* _CHALLENGE_:
Rewrite each of the items below, replacing "interface" with "image" and leaving everything else unchanged. Omit the pictures from your answer.
——————————
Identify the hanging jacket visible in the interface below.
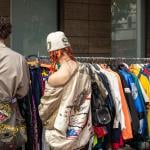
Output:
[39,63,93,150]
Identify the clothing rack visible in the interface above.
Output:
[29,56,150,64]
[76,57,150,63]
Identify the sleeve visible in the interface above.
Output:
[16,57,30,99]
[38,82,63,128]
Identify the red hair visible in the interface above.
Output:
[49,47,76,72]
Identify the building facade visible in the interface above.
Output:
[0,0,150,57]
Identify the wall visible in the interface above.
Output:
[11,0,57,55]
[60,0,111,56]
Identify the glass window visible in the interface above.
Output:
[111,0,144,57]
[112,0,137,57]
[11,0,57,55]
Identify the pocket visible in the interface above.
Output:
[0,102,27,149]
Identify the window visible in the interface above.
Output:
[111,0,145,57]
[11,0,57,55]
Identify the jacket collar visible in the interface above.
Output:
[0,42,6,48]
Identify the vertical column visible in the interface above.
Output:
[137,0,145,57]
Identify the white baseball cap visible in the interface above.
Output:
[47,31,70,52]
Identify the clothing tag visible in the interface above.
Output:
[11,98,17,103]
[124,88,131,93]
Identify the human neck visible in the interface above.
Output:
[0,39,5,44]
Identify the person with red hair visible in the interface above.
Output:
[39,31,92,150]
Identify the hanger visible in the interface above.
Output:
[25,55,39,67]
——————————
* _ANSWER TO THIS EXERCISE_:
Identify the hanging jacket visible in the image below.
Output:
[39,63,93,150]
Identify the clothing rack visible in the image above.
Output:
[29,56,150,64]
[76,57,150,63]
Identify the sleeve visible in the image above.
Output:
[16,57,30,99]
[38,82,63,128]
Identify the red hair visible in the image above.
Output:
[49,47,76,72]
Identify the building facade visible in the image above.
Output:
[0,0,150,57]
Identify the wall visible in the image above.
Output:
[11,0,57,55]
[60,0,111,56]
Identify the glass window visible in the image above.
Output:
[111,0,144,57]
[112,0,137,57]
[11,0,57,55]
Identify the pocket visible in the image above.
Output:
[0,102,27,149]
Identify the window visible in the image above.
Output:
[111,0,145,57]
[11,0,57,55]
Identify the jacket collar visible in the image above.
Output:
[0,42,6,48]
Identify the vertical column visible in the image above.
Output:
[137,0,145,57]
Identify the white baseball cap visible in the image above.
Output:
[47,31,70,52]
Identify the clothing tag visible in the image above.
Output:
[11,98,17,103]
[124,88,131,93]
Identify the human neck visible in the image above.
Output:
[0,39,5,44]
Identify the person with red hair visible in the image above.
Output:
[39,31,92,150]
Identify the hanger visible in the image above.
Output:
[25,55,39,67]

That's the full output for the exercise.